# Text excerpt:
* * * *
Mathematical Analysis of an Ideal ZED

[mondrasek]

I understand what you are doing, and why you are doing it, and I approve. I am not trying to discourage you.

What I am doing is pointing out that you are leaving honest Wayne Travis a huge hole to wriggle out of.

Just like you tell me that the Cartesian Diver is irrelevant to the real Zed (it isn't) and that the spring-loaded automatic bollard doesn't do what you have been showing the single Zed does (it does)..... honest Wayne Travis will look at your completed analysis, and will respond in one of two ways. Or maybe both.

If your "OU" numbers hold up in the correctly-modelled spreadsheet (they won't) he will say "I told you so all along" and if your numbers do NOT hold up once you've modelled correctly and re-inserted reality in the form of masses, compressibility, viscosity and so on.... he will simply say, "Thanks fellas... but the real Zed, which is now horizontal and which we call the Rotary Taz.... doesn't work that way at all, you have left out some important steps and it's really too bad you aren't worth your salt. I'll pray for you anyway."

Cool.  I'm glad you approve of what we're doing.

I don't think I'm doing any of this with the expressed purpose of only helping Mr. Wayne.  Of course, if it is all true, and Mr. Wayne has been trying all along to help us all see the reality of his discovery, I would be honored to shake his hand.
* * * *
# Material provided:
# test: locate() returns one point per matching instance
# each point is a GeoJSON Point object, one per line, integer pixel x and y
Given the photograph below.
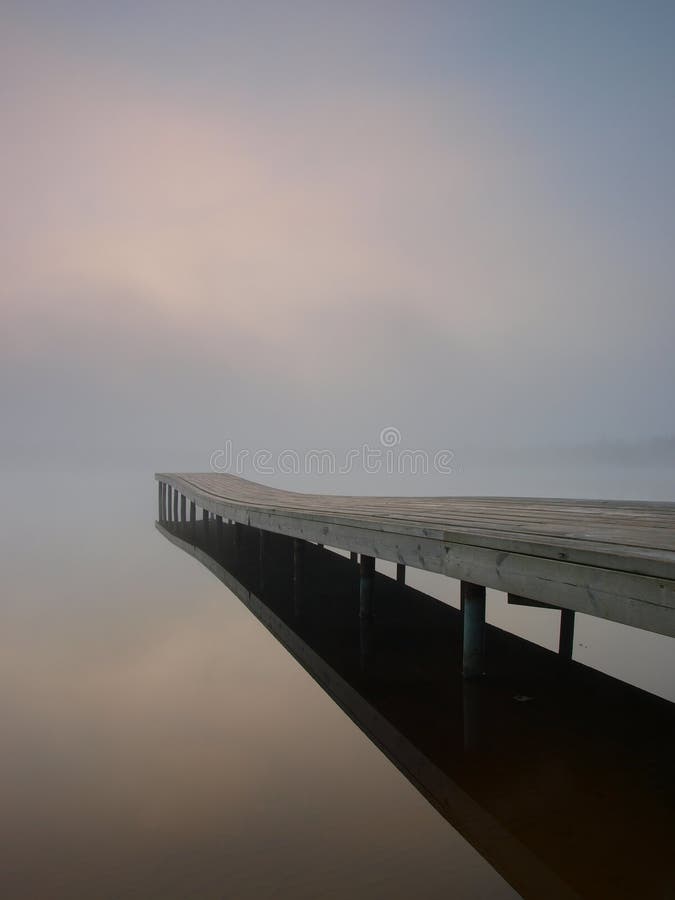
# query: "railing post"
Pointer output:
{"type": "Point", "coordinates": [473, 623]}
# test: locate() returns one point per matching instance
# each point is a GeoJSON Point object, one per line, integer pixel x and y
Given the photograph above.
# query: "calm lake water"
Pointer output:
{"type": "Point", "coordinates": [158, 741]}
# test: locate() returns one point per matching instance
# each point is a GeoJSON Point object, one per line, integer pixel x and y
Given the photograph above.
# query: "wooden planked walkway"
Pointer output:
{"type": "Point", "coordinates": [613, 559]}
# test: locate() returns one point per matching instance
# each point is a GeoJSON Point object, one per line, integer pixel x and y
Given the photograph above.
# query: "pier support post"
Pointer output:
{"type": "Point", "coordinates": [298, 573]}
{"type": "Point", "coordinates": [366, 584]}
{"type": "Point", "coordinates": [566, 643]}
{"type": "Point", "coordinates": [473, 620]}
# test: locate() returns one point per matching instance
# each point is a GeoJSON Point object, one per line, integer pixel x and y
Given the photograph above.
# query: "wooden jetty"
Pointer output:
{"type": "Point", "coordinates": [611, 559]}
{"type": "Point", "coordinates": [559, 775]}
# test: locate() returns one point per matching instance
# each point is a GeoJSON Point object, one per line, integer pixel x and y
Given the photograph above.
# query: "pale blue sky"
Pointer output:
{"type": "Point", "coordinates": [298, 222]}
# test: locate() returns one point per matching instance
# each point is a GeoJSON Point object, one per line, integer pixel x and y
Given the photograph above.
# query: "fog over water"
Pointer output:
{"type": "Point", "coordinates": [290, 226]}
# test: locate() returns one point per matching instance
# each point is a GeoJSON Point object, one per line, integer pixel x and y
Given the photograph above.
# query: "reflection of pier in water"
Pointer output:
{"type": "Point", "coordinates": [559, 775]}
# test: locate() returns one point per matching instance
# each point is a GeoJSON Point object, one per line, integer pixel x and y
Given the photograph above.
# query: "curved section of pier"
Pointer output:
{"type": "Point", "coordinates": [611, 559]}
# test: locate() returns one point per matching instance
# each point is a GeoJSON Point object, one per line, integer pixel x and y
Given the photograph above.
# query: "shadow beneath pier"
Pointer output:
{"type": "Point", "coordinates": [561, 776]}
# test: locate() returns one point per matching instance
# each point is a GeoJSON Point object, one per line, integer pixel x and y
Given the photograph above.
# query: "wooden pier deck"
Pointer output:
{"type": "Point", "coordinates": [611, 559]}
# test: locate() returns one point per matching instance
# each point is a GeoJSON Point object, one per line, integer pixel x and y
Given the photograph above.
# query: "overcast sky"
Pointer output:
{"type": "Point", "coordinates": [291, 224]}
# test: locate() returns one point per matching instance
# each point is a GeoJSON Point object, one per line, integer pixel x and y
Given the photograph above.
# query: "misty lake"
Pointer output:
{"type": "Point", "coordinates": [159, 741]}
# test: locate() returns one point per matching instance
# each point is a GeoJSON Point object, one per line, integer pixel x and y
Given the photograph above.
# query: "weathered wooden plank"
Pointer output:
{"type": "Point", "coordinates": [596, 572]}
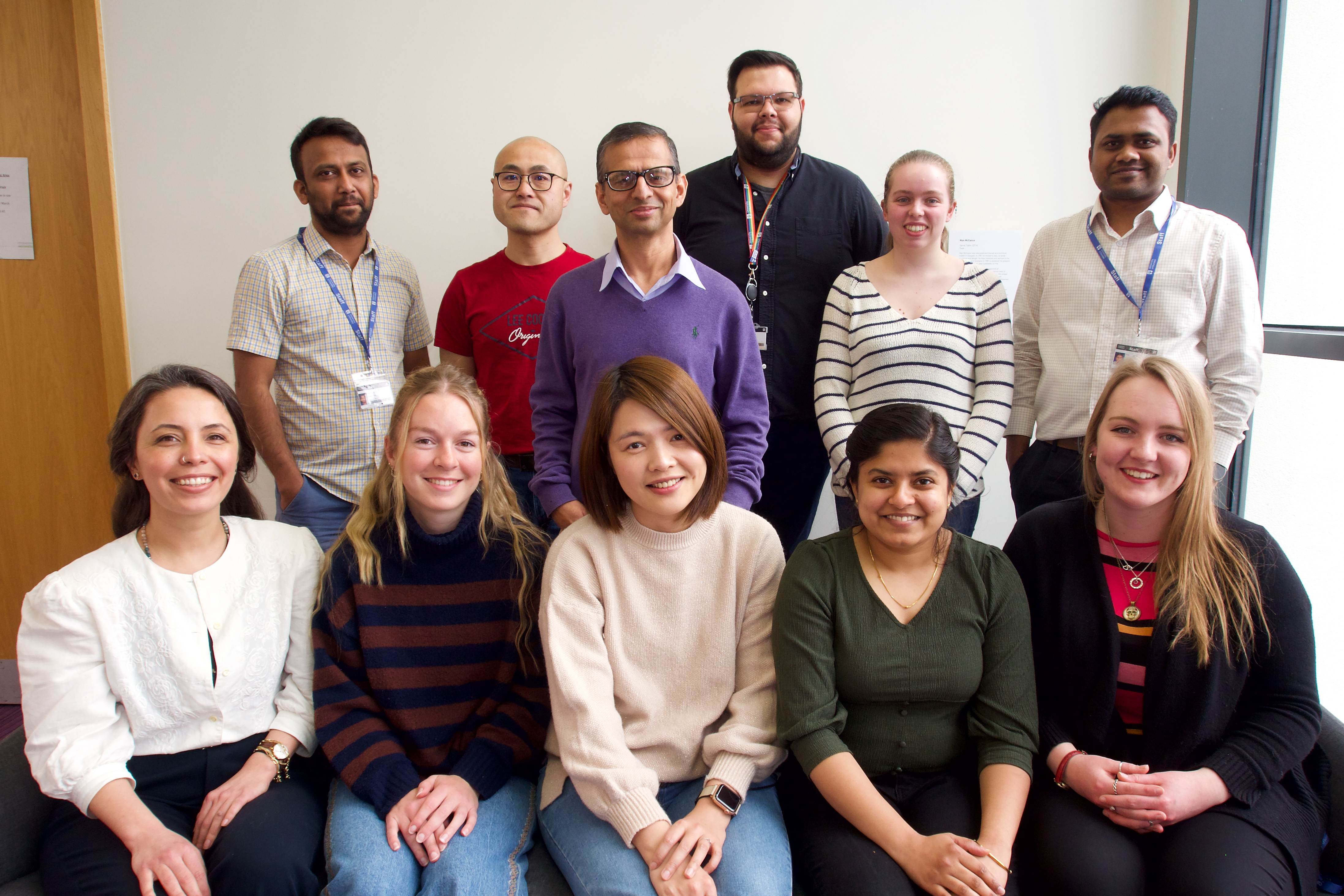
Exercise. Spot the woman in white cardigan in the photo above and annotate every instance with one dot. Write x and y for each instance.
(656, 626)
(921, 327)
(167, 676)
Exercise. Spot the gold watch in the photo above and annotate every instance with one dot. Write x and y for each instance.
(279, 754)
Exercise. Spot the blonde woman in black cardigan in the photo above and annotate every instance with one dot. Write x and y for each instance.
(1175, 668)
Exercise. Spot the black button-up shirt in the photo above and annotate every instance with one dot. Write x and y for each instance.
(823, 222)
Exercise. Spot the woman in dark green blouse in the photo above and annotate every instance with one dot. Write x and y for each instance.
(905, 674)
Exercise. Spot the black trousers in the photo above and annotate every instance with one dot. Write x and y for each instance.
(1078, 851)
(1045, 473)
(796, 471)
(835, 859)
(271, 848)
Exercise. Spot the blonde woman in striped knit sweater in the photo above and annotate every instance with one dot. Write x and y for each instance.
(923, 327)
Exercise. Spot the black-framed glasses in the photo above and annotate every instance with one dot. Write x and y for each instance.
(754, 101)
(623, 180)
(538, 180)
* * * *
# Given exercise:
Copy out the whole ZED thread word for word. Work only from the ZED thread, not the rows.

# Task result:
Mathematical Analysis of an Ideal ZED

[mondrasek]

I understand what you are doing, and why you are doing it, and I approve. I am not trying to discourage you.

What I am doing is pointing out that you are leaving honest Wayne Travis a huge hole to wriggle out of.

Just like you tell me that the Cartesian Diver is irrelevant to the real Zed (it isn't) and that the spring-loaded automatic bollard doesn't do what you have been showing the single Zed does (it does)..... honest Wayne Travis will look at your completed analysis, and will respond in one of two ways. Or maybe both.

If your "OU" numbers hold up in the correctly-modelled spreadsheet (they won't) he will say "I told you so all along" and if your numbers do NOT hold up once you've modelled correctly and re-inserted reality in the form of masses, compressibility, viscosity and so on.... he will simply say, "Thanks fellas... but the real Zed, which is now horizontal and which we call the Rotary Taz.... doesn't work that way at all, you have left out some important steps and it's really too bad you aren't worth your salt. I'll pray for you anyway."

Cool.  I'm glad you approve of what we're doing.

I don't think I'm doing any of this with the expressed purpose of only helping Mr. Wayne.  Of course, if it is all true, and Mr. Wayne has been trying all along to help us all see the reality of his discovery, I would be honored to shake his hand.